Instruksi Tertulis A: Sebutkan setiap istilah berbahasa Inggris yang muncul dalam teks tentang Pancasila dalam keluarga, masing-masing cukup satu kali.
Instruksi Tertulis B: Teruskan teks tentang Pancasila dalam keluarga mulai dari kalimat terakhirnya.

Blok Teks:
• • • • •
Mubadalah.id – Sesuatu dapat dikatakan sakti apabila mengandung kekuatan spektakuler. Begitu pula dengan Pancasila, kata Nur Rofi’ah dalam cuitannya di twitter. Dan menurut saya kesaktian itu dapat dirasakan jika terciptanya sebuah kesinambungan yang saling menguntungakan.
Memiliki keluarga dengan jumlah yang lebih dari 20 orang merupakan sebuah kebahagian. Selain adanya keramaian, kebahagian ternyata ada sesuatu yang dapat dijadikan sebagai role model dan dijadikan sebagai pelajaran. Saya menuliskan kisah keluarga besar dari pihak ibu, sebab saya kurang dekat dengan keluarga bapak yang berada di luar kota. Sedangkan keluarga ibu dapat dikatakan se-kampung karena letak rumah yang saling berdekatan.
Almarhum kakek saya pernah bercerita tentang alasannya mengharuskan anak-anaknya yang hendak dipinang untuk tinggal di dekatnya. Ternyata beliau ingin menciptakan keharmonisan keluarga jarak dekat dan menemaninya di hari tua nanti. Simbah dulu seorang kiai yang selalu mengajarkan ilmu agama dari kampung ke kampung. Bahkan kepada mantu dan anak cucunya beliau wariskan tradisi tersebut. Tak ayal jika orang desa mengenal keluarga kami.
Memiliki keluarga yang selalu dijadikan panutan oleh masyarakat membuat saya tertuntut untuk menjadi pribadi yang baik. Meskipun saya tidak berhak dijadikan public figure bagi masyarakat setidaknya bisa menjadi public figure bagi keluarga kecil terlebih diri sendiri. Menurut saya, diri sendiri itu bisa dijadikan public figure dengan cara mengenali diri sendiri dan sering instrospeksi.
Mengingat kemarin bertepatan dengan lahirnya Pancasila yang oleh masyarakat Indonesia disebut sebagai Hari Lahir Pancasila. Ternyata saya baru sadar bahwa di dalam lingkup keluarga sendiri harus dikokohkan dengan pondasi akan nilai-nilai dan kesaktian Pancasila. Dan saya menemukannya di dalam tubuh keluarga sendiri.
• • • • •
Informasi yang Diberikan:
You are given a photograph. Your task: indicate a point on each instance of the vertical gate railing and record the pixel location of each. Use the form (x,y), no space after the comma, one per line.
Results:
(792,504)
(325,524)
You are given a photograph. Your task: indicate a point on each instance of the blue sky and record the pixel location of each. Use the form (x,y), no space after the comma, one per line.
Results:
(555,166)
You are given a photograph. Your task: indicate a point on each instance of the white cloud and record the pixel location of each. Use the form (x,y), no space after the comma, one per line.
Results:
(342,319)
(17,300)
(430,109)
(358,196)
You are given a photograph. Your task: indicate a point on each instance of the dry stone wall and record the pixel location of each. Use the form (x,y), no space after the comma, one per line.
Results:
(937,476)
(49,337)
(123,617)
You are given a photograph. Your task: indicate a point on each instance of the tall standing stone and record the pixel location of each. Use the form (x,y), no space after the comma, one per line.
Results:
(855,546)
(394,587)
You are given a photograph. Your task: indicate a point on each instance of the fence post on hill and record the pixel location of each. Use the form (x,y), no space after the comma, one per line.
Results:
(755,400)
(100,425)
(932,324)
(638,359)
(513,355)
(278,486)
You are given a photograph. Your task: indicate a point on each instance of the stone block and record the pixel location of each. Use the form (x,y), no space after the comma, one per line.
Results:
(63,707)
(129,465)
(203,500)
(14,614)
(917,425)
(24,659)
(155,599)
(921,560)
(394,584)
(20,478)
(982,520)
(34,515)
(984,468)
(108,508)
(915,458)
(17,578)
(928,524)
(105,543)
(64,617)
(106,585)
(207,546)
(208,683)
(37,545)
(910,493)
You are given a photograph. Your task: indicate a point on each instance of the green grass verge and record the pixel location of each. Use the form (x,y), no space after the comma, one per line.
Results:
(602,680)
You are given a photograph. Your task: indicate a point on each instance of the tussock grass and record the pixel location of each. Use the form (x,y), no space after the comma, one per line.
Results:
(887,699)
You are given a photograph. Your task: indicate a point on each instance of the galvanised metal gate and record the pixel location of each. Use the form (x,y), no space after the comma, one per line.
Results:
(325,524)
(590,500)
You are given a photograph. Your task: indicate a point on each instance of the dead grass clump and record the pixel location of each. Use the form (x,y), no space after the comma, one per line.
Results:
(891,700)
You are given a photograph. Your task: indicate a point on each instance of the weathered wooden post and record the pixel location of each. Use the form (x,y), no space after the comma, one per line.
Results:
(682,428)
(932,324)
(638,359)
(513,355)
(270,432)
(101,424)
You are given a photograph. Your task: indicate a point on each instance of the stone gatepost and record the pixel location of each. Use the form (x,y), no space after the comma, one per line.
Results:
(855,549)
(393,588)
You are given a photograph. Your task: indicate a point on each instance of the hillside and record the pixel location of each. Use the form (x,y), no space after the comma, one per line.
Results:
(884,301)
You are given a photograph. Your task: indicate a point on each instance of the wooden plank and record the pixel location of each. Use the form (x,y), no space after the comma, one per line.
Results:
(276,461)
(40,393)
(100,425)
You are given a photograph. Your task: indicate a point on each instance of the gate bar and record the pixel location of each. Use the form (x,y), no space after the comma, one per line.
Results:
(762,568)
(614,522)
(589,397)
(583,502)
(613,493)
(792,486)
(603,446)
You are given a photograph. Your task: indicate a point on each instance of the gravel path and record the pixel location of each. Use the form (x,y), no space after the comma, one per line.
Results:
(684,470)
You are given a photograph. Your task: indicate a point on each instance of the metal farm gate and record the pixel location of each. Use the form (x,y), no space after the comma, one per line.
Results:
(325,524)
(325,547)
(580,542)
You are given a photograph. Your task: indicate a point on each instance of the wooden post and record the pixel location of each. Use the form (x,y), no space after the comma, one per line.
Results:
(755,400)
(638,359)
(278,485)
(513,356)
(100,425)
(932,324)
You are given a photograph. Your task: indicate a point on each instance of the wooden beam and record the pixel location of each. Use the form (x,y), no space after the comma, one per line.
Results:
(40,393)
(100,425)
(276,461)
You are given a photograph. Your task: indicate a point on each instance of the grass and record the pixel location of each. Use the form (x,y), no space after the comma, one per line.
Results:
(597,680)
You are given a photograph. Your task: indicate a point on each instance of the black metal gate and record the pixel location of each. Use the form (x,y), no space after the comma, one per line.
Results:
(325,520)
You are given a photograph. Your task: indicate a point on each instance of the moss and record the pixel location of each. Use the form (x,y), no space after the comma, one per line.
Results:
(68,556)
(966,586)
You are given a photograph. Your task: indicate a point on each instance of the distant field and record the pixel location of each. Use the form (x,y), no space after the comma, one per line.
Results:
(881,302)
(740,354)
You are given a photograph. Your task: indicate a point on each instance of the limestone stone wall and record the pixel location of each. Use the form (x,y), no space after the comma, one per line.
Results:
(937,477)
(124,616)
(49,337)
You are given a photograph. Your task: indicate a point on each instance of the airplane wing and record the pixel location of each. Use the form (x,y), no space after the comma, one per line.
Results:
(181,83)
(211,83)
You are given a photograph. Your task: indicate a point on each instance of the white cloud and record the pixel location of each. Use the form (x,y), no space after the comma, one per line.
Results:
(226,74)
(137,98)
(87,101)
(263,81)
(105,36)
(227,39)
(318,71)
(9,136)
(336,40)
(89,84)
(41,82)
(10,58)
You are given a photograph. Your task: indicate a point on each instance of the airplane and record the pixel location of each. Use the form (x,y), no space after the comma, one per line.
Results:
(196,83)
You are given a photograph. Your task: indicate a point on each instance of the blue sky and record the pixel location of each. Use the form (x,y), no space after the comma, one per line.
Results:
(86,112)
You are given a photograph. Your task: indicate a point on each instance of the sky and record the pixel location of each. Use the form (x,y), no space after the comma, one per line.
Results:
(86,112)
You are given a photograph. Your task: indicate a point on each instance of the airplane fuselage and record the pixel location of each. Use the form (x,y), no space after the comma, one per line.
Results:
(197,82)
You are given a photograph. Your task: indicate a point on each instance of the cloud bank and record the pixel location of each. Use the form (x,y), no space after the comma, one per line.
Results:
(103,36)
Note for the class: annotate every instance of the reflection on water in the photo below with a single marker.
• • • • •
Hasil Latihan A: role model, public figure, twitter

Hasil Latihan B:
Keluarga adalah sebuah unit kecil masyarakat yang terdiri dari kepala keluarga dan beberapa orang yang tinggal di dalam satu tempat di bawah satu atap yang keberadaannya saling ketergantungan. Saya tinggal dengan kedua orang tua dan dua adik itulah jumlah anggota keluarga saya saat ini. Menurut saya kesaktian Pancasila yang di setiap silanya dapat saya temukan di lingkup keluarga kecil masing-masing, dan salah satunya ialah keluarga saya sendiri.
Pertama, Ketuhanan Yang Maha Esa. Bunyi sila pertama Pancasila tersebut diimplementasikan dalam kehidupan keluarga ialah dengan menggantungkan segala urusan dan menyerahkan semuanya kepada Allah SWT. Terkadang menghamba kepada manusia tidak selalu menimbulkan titik terang oleh sebab itu kedua orang tua saya selalu mendahulukan posisi Sang Kuasa sebelum urusan duniawi.
Kedua, Kemanusiaan yang adil dan beradab. Di dalam sila kedua ini bersikap adil adalah sebuah kewajiban, sebab sikap tidak adil hanya akan memberatkan manusia di hari akhir. Hal ini juga selalu diterapkan di dalam keluarga.
Di dalam keluarga saya, ibu adalah bendahara rumah dan ibu adalah orang yang mengontrol pengeluaran keluarga. Di keluarga kecil ini bapak dan ibu sama-sama bekerja namun uang bukan menjadi milik masing-masing melainkan menjadi milik bersama bukan milikku milikmu.
Setiap menerima gaji, uang bapak selalu diberikan ke ibu, sebab menurutnya perempuan lebih mahir dalam mengontrol keuangan dan memang begitu faktanya, meski tidak bisa dijadikan sebagai tolok ukur juga. Di sini saya bukan mengartikan bahwa laki-laki tidak mahir dalam mengontrol uang karena apa yang saya lihat dan saya tuliskan adalah kisah keluarga saya sendiri.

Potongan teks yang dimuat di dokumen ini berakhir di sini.